Passage start

The cfg/weight already put on the github.
https://github.com/WongKinYiu/CrossStagePartialNetworks
just download and try it.

@LukeAI Hello,

The cfg/weight already put on the github.
https://github.com/WongKinYiu/CrossStagePartialNetworks
just download and try it.

Hi. What about csresnext50-elastic.cfg? How i can see, there is no num of classes, filters, anchors inside. Can you make cfg file for yolov3? Thanks!

@hwijune did it works with standard yolov3 model? I tried, but i'm getting error, when i try to use pruned model
= torch.cat([layer_outputs[i] for i in layers], 1) RuntimeError: invalid argument 0: Sizes of tensors must match except in dimension 1. Got 94 and 190 in dimension 2 at /pytorch/aten/src/THC/generic/THCTensorMath.cu:71

@hwijune did it works with standard yolov3 model? I tried, but i'm getting error, when i try to use pruned model
= torch.cat([layer_outputs[i] for i in layers], 1) RuntimeError: invalid argument 0: Sizes of tensors must match except in dimension 1. Got 94 and 190 in dimension 2 at /pytorch/aten/src/THC/generic/THCTensorMath.cu:71

It works normally.

https://github.com/erikguo/yolov3 <== this repo
I checked the -3 mAP in size 608 ( 0.7 overall_ratio)

previous Yolov3 running test.

https://github.com/WongKinYiu/CrossStagePartialNetworks/blob/master/cfg/csresnet50-panet-spp.cfg << I will pruning test of cfg without group param.

@WongKinYiu What is the current situation for now? Can this repo use CSP backbone?
@glenn-jocher I am looking for PyTorch implementation because I don't want to port debugging/visualization code to CPP.
Like GradCam, like these: https://github.com/utkuozbulak/pytorch-cnn-visualizations

pytorch results are posted on https://github.com/WongKinYiu/CrossStagePartialNetworks/tree/pytorch

Thank you for your hard and great work! I have a question that why the CSPResNeXt50-PANet-SPP in this project can only get 59.5[email protected] but the alexeyAB's version can get 64.4mAP? Maybe still some small flaws in this project? @WongKinYiu

64.4 is got by CSPResNeXt50-PANet-SPP-optimal, plz check https://github.com/WongKinYiu/CrossStagePartialNetworks

CSPResNeXt50-PANet-SPP an CSPResNeXt50-PANet-SPP-optimal are same models with different hyper-parameter.
We have not implemented all of optimizations using PyTorch.

So what if if I convert weights that trained using alexey's darknet and using pytorch YOLO for forward pass?

Passage end
Raw data start

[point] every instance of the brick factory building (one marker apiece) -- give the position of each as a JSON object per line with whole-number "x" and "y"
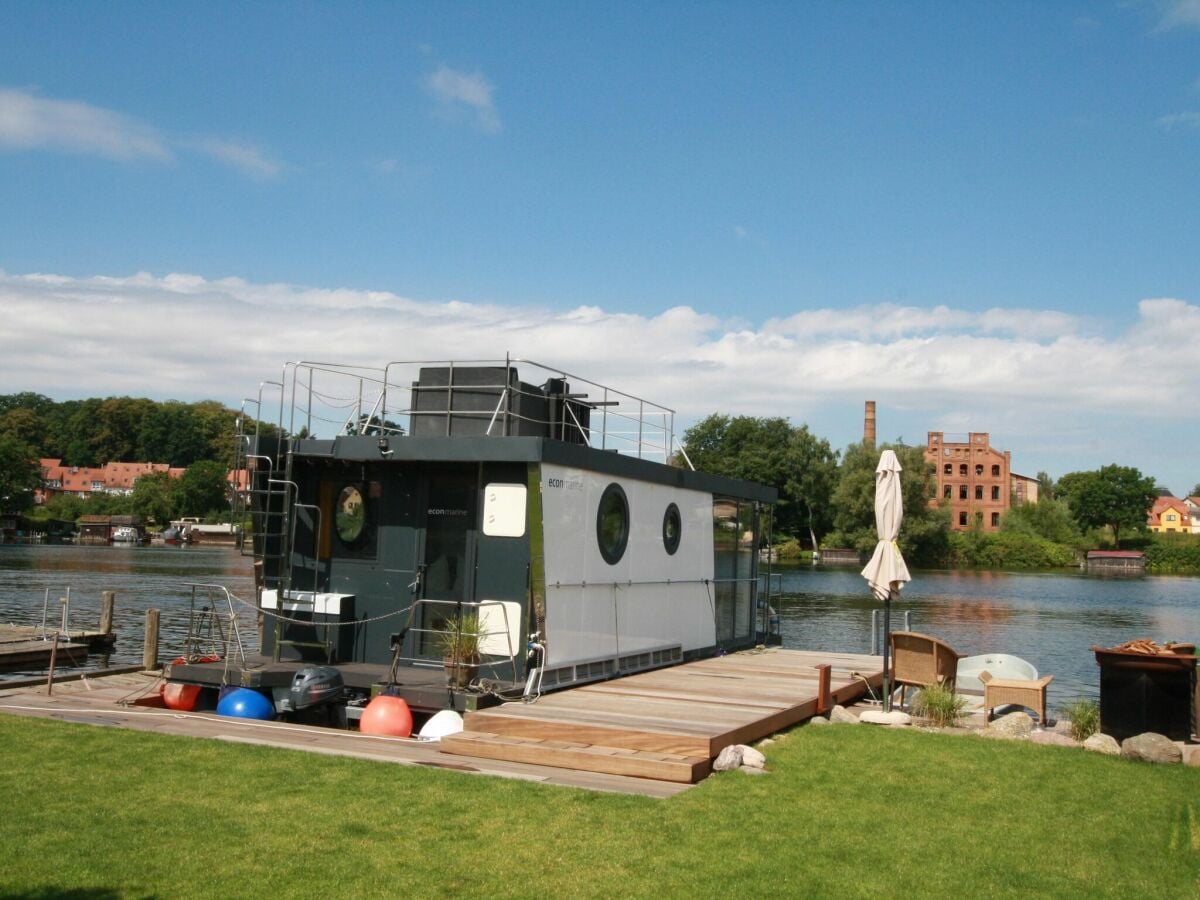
{"x": 973, "y": 479}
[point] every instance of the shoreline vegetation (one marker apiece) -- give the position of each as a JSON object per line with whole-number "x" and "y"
{"x": 841, "y": 811}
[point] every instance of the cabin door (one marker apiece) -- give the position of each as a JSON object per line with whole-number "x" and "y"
{"x": 448, "y": 557}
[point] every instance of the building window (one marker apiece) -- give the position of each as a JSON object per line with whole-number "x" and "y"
{"x": 612, "y": 523}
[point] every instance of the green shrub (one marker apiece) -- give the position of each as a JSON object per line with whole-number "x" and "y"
{"x": 940, "y": 705}
{"x": 1084, "y": 715}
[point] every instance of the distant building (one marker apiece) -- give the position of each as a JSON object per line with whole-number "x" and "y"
{"x": 1169, "y": 515}
{"x": 1025, "y": 490}
{"x": 973, "y": 480}
{"x": 84, "y": 481}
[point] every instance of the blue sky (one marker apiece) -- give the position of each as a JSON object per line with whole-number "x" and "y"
{"x": 747, "y": 208}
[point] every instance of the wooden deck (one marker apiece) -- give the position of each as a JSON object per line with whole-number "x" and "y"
{"x": 669, "y": 724}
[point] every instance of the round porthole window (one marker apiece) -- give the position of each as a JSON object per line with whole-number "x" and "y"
{"x": 351, "y": 515}
{"x": 672, "y": 527}
{"x": 612, "y": 523}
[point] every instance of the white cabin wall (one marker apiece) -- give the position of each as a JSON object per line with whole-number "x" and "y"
{"x": 582, "y": 622}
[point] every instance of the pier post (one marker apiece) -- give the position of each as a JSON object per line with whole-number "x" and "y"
{"x": 106, "y": 611}
{"x": 150, "y": 654}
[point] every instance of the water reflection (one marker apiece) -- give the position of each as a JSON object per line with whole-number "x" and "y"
{"x": 1050, "y": 619}
{"x": 143, "y": 577}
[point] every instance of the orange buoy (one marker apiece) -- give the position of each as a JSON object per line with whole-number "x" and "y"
{"x": 387, "y": 715}
{"x": 180, "y": 696}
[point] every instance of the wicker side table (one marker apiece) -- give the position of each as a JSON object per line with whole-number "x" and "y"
{"x": 1001, "y": 691}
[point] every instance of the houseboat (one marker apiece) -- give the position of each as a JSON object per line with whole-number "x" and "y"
{"x": 393, "y": 505}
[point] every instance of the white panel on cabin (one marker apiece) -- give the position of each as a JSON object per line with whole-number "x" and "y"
{"x": 499, "y": 621}
{"x": 504, "y": 508}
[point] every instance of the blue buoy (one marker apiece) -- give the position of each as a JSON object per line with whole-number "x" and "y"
{"x": 245, "y": 703}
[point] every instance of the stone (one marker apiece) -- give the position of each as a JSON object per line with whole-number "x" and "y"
{"x": 1150, "y": 747}
{"x": 729, "y": 759}
{"x": 843, "y": 715}
{"x": 877, "y": 717}
{"x": 1014, "y": 726}
{"x": 1053, "y": 738}
{"x": 1104, "y": 744}
{"x": 751, "y": 757}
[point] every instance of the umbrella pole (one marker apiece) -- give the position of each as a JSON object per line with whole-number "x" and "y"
{"x": 887, "y": 642}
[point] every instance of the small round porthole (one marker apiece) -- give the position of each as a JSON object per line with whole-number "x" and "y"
{"x": 612, "y": 523}
{"x": 672, "y": 528}
{"x": 351, "y": 515}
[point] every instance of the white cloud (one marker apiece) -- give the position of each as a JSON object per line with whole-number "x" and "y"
{"x": 1179, "y": 13}
{"x": 246, "y": 159}
{"x": 456, "y": 90}
{"x": 1043, "y": 383}
{"x": 29, "y": 121}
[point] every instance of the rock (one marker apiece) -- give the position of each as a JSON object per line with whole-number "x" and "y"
{"x": 843, "y": 715}
{"x": 729, "y": 759}
{"x": 1053, "y": 738}
{"x": 751, "y": 757}
{"x": 877, "y": 717}
{"x": 1103, "y": 744}
{"x": 1150, "y": 747}
{"x": 1014, "y": 726}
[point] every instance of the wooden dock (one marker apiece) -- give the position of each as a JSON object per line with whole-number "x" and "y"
{"x": 669, "y": 724}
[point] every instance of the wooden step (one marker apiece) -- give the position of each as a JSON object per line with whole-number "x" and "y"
{"x": 583, "y": 757}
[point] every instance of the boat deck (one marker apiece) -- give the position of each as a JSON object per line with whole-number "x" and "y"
{"x": 669, "y": 724}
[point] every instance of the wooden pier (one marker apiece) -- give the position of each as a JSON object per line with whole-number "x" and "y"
{"x": 669, "y": 724}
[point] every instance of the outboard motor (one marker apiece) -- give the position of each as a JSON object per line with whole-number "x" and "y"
{"x": 313, "y": 687}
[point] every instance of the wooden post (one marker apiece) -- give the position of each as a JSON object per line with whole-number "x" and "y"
{"x": 823, "y": 700}
{"x": 106, "y": 611}
{"x": 150, "y": 654}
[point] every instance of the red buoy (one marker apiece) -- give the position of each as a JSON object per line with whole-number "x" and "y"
{"x": 387, "y": 715}
{"x": 180, "y": 696}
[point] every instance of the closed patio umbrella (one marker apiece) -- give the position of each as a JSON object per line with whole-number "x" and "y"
{"x": 887, "y": 573}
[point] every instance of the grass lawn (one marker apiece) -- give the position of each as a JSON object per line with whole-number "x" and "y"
{"x": 846, "y": 811}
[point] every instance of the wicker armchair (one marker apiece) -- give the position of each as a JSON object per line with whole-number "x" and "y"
{"x": 919, "y": 660}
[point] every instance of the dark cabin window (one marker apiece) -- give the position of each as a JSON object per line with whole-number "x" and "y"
{"x": 612, "y": 523}
{"x": 349, "y": 516}
{"x": 672, "y": 528}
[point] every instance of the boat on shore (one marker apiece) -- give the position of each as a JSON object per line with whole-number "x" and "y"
{"x": 543, "y": 516}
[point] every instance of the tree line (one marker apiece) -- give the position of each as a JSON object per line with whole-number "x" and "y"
{"x": 827, "y": 499}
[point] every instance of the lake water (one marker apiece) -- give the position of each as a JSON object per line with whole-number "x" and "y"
{"x": 142, "y": 576}
{"x": 1050, "y": 619}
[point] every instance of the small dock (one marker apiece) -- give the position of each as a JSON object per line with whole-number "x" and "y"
{"x": 669, "y": 724}
{"x": 24, "y": 647}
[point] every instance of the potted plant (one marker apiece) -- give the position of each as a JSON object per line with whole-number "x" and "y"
{"x": 460, "y": 640}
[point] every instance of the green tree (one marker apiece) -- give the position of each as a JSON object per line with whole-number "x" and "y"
{"x": 771, "y": 451}
{"x": 151, "y": 497}
{"x": 19, "y": 474}
{"x": 1116, "y": 497}
{"x": 924, "y": 532}
{"x": 1047, "y": 519}
{"x": 201, "y": 491}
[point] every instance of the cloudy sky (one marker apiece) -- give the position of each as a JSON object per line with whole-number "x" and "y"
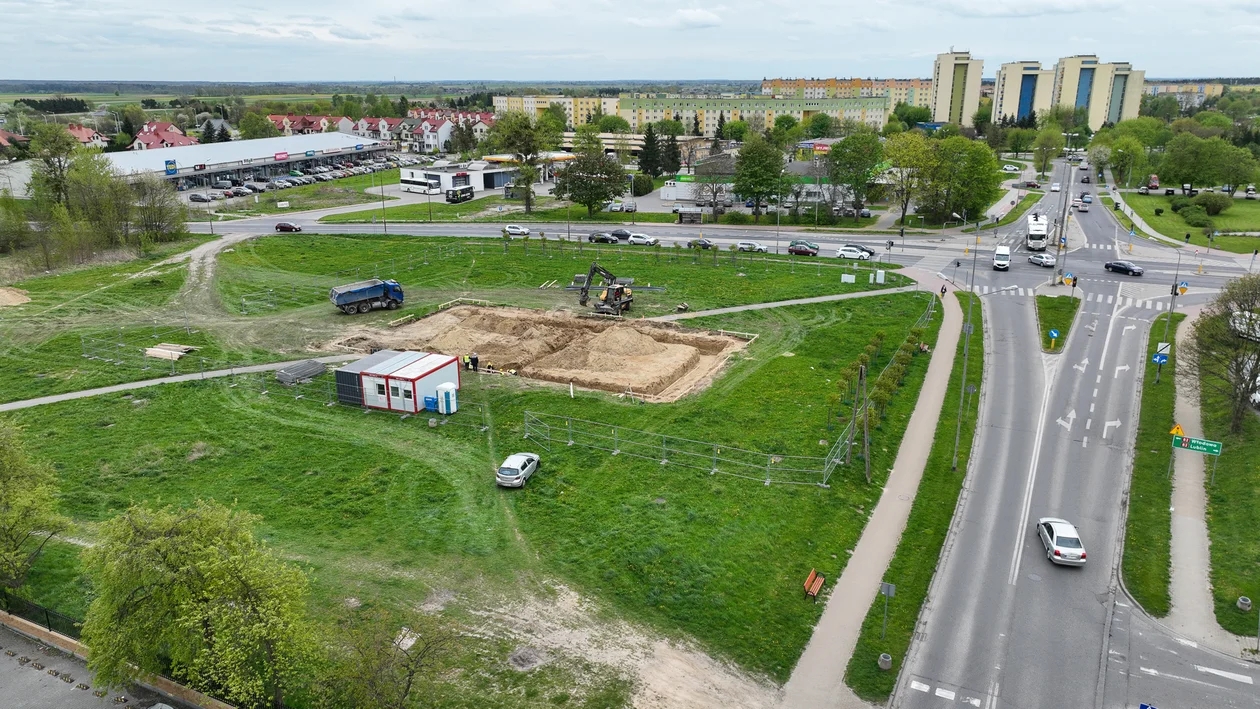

Raw data end

__Goal__
Reproduce everything in the forum thread from "previous Yolov3 running" down to "without group param.".

__Solution for this problem__
previous Yolov3 running test.

https://github.com/WongKinYiu/CrossStagePartialNetworks/blob/master/cfg/csresnet50-panet-spp.cfg << I will pruning test of cfg without group param.